§ Work task:
Print every line of the listing below, starting with the line that holds "Put a single dot on each instance of the player" and going on through the line that holds "Target: white sneaker", both included, and print nothing else.

§ Materials provided:

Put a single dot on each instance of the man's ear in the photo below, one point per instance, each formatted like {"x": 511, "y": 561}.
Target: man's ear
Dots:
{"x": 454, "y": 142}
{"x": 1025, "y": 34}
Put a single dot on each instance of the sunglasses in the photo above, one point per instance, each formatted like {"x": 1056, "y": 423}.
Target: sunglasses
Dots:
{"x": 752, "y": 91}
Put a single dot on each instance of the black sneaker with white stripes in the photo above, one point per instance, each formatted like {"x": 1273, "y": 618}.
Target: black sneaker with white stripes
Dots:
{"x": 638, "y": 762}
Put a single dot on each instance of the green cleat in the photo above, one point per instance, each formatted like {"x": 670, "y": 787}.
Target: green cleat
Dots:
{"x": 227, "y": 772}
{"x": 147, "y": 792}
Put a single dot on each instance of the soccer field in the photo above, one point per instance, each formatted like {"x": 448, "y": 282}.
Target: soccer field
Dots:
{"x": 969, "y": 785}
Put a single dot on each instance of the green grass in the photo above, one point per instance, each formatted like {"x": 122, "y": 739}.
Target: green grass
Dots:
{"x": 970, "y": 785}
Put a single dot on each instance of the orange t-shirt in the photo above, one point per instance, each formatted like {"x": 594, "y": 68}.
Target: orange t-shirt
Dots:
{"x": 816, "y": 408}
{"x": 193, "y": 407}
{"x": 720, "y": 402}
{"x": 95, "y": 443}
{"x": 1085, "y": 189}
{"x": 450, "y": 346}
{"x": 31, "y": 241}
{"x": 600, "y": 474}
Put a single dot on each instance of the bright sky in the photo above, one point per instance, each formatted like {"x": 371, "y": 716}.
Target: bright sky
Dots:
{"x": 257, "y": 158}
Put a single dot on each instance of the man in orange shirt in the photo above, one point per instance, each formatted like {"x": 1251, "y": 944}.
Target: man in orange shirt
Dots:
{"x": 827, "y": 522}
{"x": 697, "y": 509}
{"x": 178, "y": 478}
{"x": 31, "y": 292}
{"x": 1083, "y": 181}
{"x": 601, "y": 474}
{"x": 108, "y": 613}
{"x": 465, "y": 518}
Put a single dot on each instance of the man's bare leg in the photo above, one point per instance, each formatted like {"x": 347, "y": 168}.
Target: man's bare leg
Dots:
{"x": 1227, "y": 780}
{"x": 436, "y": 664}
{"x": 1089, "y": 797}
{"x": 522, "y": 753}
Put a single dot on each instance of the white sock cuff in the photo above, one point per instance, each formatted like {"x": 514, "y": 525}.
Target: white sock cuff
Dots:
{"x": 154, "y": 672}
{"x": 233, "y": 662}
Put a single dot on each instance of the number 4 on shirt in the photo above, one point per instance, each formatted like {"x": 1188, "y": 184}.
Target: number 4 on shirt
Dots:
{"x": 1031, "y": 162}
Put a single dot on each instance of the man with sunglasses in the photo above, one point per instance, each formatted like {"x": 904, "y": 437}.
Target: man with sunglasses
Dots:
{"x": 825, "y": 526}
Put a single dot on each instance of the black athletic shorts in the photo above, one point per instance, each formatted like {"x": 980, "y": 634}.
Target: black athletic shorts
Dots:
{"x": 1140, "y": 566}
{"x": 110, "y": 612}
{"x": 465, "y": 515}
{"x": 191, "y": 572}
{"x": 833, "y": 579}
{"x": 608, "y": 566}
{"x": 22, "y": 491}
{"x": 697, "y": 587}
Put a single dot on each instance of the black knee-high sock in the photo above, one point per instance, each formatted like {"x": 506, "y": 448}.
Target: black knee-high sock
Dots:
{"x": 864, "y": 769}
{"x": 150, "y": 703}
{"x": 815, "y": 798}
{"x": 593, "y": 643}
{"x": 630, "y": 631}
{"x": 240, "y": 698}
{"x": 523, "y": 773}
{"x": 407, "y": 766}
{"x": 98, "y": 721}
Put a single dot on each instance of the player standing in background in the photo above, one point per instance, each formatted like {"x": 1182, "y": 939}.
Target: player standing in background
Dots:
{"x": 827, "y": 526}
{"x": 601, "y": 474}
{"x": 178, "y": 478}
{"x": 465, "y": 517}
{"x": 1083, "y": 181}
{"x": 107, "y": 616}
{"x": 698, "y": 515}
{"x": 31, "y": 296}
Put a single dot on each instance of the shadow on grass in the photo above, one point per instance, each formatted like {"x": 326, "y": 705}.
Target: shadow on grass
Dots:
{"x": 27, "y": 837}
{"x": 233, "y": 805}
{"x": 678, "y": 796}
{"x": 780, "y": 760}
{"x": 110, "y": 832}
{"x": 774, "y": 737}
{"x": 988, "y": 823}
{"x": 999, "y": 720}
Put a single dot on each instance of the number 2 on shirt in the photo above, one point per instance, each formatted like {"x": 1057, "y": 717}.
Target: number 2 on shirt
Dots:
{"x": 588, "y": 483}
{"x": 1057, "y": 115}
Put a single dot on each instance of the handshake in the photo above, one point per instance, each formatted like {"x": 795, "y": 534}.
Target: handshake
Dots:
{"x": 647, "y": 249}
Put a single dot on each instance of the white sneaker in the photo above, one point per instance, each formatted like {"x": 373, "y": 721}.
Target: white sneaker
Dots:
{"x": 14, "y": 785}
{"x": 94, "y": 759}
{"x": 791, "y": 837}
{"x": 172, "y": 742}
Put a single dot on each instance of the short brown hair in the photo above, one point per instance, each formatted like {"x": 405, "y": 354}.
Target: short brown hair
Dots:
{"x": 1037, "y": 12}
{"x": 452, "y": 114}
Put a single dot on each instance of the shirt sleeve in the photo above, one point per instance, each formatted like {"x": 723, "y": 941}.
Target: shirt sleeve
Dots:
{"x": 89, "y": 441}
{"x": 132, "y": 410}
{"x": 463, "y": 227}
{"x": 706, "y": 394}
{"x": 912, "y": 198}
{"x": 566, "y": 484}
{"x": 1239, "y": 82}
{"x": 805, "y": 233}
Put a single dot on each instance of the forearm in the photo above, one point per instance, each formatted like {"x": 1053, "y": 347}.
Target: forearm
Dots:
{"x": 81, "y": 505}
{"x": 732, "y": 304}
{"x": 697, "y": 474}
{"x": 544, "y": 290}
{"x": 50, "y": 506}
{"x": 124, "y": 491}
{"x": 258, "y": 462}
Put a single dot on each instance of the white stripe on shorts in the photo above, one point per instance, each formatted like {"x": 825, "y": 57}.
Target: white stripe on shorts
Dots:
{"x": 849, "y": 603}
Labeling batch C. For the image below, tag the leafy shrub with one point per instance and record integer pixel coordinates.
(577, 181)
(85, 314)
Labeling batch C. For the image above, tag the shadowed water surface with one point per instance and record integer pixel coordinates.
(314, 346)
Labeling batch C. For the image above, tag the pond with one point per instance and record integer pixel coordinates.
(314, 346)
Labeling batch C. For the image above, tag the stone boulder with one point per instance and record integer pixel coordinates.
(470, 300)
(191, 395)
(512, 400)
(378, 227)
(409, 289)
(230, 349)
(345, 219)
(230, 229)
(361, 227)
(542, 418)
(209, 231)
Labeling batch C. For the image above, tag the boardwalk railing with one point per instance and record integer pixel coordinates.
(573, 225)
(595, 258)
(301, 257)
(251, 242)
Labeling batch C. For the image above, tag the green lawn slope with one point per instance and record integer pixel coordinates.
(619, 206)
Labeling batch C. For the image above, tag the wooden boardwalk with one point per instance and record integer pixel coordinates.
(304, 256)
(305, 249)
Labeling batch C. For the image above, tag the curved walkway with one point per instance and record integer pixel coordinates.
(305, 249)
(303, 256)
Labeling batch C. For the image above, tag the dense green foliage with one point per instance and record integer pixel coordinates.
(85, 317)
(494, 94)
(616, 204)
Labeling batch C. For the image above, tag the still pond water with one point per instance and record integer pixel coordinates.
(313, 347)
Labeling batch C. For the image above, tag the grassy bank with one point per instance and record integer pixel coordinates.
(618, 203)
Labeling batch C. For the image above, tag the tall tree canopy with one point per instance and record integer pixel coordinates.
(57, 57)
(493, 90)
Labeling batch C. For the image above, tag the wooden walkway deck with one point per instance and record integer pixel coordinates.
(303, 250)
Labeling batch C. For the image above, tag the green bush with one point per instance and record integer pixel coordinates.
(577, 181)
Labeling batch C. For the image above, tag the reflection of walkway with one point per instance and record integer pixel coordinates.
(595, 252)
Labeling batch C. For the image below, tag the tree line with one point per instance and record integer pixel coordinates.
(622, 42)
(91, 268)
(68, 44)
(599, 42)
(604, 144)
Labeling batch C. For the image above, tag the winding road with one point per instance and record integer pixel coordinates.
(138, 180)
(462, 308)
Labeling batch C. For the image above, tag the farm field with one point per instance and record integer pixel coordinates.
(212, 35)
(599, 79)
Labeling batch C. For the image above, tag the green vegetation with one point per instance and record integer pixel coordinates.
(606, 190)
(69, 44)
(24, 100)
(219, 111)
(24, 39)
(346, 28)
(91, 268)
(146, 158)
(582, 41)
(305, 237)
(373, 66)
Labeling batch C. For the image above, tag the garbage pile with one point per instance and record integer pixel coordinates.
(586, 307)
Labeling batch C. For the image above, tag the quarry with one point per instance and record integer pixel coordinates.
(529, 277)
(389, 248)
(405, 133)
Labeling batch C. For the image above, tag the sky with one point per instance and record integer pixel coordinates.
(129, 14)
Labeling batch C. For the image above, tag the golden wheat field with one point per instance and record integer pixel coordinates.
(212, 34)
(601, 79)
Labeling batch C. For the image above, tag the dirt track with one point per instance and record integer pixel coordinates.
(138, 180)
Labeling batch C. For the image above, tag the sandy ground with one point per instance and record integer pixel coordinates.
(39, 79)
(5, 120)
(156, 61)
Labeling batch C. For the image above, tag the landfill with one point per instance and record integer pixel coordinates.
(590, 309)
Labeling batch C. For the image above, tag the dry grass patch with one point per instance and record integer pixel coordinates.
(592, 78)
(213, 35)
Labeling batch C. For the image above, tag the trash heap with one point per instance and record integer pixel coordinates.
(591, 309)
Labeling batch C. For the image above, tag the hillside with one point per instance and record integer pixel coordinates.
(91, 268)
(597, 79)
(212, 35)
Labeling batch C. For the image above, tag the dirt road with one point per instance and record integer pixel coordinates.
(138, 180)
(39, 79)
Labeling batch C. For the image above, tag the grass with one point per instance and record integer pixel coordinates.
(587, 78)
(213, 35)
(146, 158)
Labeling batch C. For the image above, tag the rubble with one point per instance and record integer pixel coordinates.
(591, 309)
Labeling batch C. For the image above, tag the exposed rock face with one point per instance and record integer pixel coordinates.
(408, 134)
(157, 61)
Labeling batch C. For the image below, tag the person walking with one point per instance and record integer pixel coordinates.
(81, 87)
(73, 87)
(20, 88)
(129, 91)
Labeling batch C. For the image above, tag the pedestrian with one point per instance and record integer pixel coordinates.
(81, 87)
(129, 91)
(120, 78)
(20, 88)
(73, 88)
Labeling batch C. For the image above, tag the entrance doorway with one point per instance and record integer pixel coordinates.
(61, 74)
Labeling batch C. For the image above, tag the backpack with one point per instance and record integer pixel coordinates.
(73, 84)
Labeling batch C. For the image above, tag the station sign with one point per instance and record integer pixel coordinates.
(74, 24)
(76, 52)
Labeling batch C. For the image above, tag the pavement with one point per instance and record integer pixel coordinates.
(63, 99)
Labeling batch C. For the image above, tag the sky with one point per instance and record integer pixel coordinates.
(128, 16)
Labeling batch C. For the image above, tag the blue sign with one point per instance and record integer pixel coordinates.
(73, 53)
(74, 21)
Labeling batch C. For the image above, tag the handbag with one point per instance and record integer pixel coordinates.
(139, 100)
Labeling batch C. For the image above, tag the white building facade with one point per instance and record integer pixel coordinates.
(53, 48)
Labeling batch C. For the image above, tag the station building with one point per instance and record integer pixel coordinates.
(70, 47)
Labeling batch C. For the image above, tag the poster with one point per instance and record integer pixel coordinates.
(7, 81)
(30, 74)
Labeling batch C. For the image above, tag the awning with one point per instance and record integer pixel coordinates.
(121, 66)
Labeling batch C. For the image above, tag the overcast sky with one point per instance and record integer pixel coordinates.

§ Response box:
Put a single dot on each instance of the player standing in background in the photo above, one point per instance, each formatted like {"x": 1182, "y": 939}.
Target: player standing in background
Dots:
{"x": 827, "y": 526}
{"x": 601, "y": 474}
{"x": 178, "y": 478}
{"x": 465, "y": 517}
{"x": 1083, "y": 181}
{"x": 107, "y": 616}
{"x": 698, "y": 515}
{"x": 31, "y": 296}
Put a single dot on each instance of the shadow on grass in the photo above, one point per instance, each formatted like {"x": 326, "y": 705}.
Target: shadow on grass
Dots:
{"x": 27, "y": 837}
{"x": 233, "y": 805}
{"x": 678, "y": 796}
{"x": 780, "y": 760}
{"x": 110, "y": 832}
{"x": 774, "y": 737}
{"x": 988, "y": 823}
{"x": 999, "y": 720}
Put a single dot on each instance of the number 2 on shirt in the photo above, one point per instance, each formatted like {"x": 1057, "y": 717}.
Target: number 2 on shirt
Dots:
{"x": 588, "y": 483}
{"x": 1057, "y": 115}
Put a single dot on each instance of the handshake in the photo above, one point per instance, each formatted like {"x": 795, "y": 534}.
Target: handshake
Dots:
{"x": 647, "y": 249}
Put a single dot on each instance of the white sneaker in the photo above, one point per instance, each formatted like {"x": 373, "y": 721}.
Target: white sneaker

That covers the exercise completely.